:: PROMPT ::
Each line that follows should be printed again exactly as it stands.

:: PROVIDED MATERIAL ::
****

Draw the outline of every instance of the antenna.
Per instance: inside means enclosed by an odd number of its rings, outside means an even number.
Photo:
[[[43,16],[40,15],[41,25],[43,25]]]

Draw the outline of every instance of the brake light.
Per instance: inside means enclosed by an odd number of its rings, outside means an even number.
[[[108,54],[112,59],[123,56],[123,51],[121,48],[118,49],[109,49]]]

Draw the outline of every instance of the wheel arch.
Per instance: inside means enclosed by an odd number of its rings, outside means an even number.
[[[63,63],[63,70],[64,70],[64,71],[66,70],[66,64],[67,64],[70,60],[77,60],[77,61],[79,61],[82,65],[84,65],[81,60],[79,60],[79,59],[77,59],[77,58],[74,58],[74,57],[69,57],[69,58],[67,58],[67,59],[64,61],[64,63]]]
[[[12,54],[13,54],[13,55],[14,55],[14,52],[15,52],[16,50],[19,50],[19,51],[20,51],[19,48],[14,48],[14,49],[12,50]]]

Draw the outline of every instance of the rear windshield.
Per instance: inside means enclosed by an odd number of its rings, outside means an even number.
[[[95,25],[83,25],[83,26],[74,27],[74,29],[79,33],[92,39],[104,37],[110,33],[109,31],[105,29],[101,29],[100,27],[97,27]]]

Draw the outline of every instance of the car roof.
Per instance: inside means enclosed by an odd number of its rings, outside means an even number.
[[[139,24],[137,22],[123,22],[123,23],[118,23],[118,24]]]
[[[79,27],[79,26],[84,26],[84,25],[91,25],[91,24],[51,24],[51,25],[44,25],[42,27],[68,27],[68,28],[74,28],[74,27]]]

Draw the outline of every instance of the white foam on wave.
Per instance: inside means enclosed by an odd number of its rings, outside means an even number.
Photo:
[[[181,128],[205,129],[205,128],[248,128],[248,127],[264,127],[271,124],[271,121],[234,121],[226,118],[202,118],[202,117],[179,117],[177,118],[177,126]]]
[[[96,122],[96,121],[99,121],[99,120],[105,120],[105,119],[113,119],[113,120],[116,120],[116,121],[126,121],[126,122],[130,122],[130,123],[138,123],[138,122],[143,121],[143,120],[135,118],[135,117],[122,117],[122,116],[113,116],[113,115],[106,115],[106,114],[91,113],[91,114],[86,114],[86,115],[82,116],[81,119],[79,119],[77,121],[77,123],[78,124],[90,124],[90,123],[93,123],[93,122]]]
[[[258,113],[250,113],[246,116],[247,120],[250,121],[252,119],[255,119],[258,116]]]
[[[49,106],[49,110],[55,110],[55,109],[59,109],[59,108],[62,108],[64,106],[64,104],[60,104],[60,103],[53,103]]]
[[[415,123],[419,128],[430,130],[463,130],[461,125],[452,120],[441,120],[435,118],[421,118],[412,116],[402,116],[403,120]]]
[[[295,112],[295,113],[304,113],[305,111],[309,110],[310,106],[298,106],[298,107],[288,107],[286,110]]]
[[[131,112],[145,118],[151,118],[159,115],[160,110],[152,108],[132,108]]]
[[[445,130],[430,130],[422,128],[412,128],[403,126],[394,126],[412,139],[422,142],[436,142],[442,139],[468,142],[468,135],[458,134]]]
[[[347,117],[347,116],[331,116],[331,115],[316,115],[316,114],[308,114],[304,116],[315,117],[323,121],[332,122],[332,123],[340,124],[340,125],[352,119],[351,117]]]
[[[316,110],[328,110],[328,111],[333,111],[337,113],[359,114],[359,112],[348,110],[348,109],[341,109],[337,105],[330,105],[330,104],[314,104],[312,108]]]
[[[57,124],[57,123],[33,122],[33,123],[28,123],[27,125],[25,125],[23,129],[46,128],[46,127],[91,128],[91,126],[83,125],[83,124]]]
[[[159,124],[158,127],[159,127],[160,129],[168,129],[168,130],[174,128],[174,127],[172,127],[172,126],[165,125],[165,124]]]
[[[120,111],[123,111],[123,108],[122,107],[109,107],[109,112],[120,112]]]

****

:: ANSWER BELOW ::
Draw the outline of every instance of the antenna.
Per instance: inside means enclosed by an odd number of its rings, outside means an even number.
Photo:
[[[43,16],[40,15],[41,25],[43,25]]]

Draw the outline of every instance of the brake light.
Per instance: inside means enclosed by an odd number of its rings, outside means an even number.
[[[108,54],[112,59],[123,56],[123,51],[121,48],[118,49],[109,49]]]

Draw the outline of every instance of the wheel arch.
Per instance: inside means enclosed by an odd number of its rings, outside means an even number.
[[[63,63],[63,70],[64,70],[64,71],[66,70],[66,64],[67,64],[70,60],[77,60],[77,61],[79,61],[82,65],[84,65],[81,60],[79,60],[79,59],[77,59],[77,58],[74,58],[74,57],[69,57],[69,58],[67,58],[67,59],[64,61],[64,63]]]
[[[12,54],[13,54],[13,55],[14,55],[14,52],[15,52],[16,50],[19,50],[19,51],[20,51],[19,48],[14,48],[14,49],[12,50]]]

Draw the outline of every instance of the rear windshield.
Per instance: inside means enclosed by an odd number of its rings, outside means an even number.
[[[95,25],[83,25],[83,26],[74,27],[74,29],[79,33],[92,39],[104,37],[110,33],[109,31],[105,29],[101,29],[100,27],[97,27]]]

Draw the outline of every instance of the car roof.
Per instance: inside means enclosed by an odd number of its rings, outside means an even number.
[[[139,24],[137,22],[123,22],[123,23],[118,23],[118,24]]]
[[[79,27],[79,26],[84,26],[84,25],[91,25],[91,24],[51,24],[51,25],[44,25],[42,27],[68,27],[68,28],[74,28],[74,27]]]

Draw the outline of every instance of the white foam on wave.
Per instance: inside means enclosed by an odd number of its rings, outside means an even number.
Photo:
[[[181,128],[205,129],[205,128],[248,128],[248,127],[264,127],[271,124],[271,121],[234,121],[226,118],[202,118],[202,117],[179,117],[177,118],[177,126]]]
[[[96,122],[96,121],[99,121],[99,120],[105,120],[105,119],[113,119],[113,120],[116,120],[116,121],[126,121],[126,122],[130,122],[130,123],[138,123],[138,122],[143,121],[143,120],[135,118],[135,117],[122,117],[122,116],[113,116],[113,115],[106,115],[106,114],[91,113],[91,114],[86,114],[86,115],[82,116],[81,119],[79,119],[77,121],[77,123],[78,124],[90,124],[90,123],[93,123],[93,122]]]
[[[258,113],[250,113],[246,116],[247,120],[250,121],[252,119],[255,119],[258,116]]]
[[[49,106],[49,110],[55,110],[55,109],[59,109],[59,108],[62,108],[64,106],[64,104],[60,104],[60,103],[53,103]]]
[[[415,123],[419,128],[430,130],[463,130],[461,125],[452,120],[441,120],[435,118],[421,118],[412,116],[402,116],[403,120]]]
[[[295,112],[295,113],[304,113],[305,111],[309,110],[310,106],[298,106],[298,107],[288,107],[286,110]]]
[[[131,112],[145,118],[151,118],[159,115],[160,110],[152,108],[132,108]]]
[[[445,130],[430,130],[422,128],[412,128],[403,126],[394,126],[412,139],[422,142],[436,142],[442,139],[468,142],[468,135],[458,134]]]
[[[347,117],[347,116],[331,116],[331,115],[316,115],[316,114],[308,114],[304,116],[315,117],[323,121],[332,122],[332,123],[340,124],[340,125],[352,119],[351,117]]]
[[[316,110],[328,110],[328,111],[333,111],[337,113],[359,114],[359,112],[348,110],[348,109],[341,109],[337,105],[330,105],[330,104],[314,104],[312,108]]]
[[[57,124],[57,123],[33,122],[33,123],[28,123],[27,125],[25,125],[23,129],[46,128],[46,127],[91,128],[91,126],[83,125],[83,124]]]
[[[159,124],[158,127],[159,127],[160,129],[168,129],[168,130],[174,128],[174,127],[172,127],[172,126],[165,125],[165,124]]]
[[[120,111],[123,111],[123,108],[122,107],[109,107],[109,112],[120,112]]]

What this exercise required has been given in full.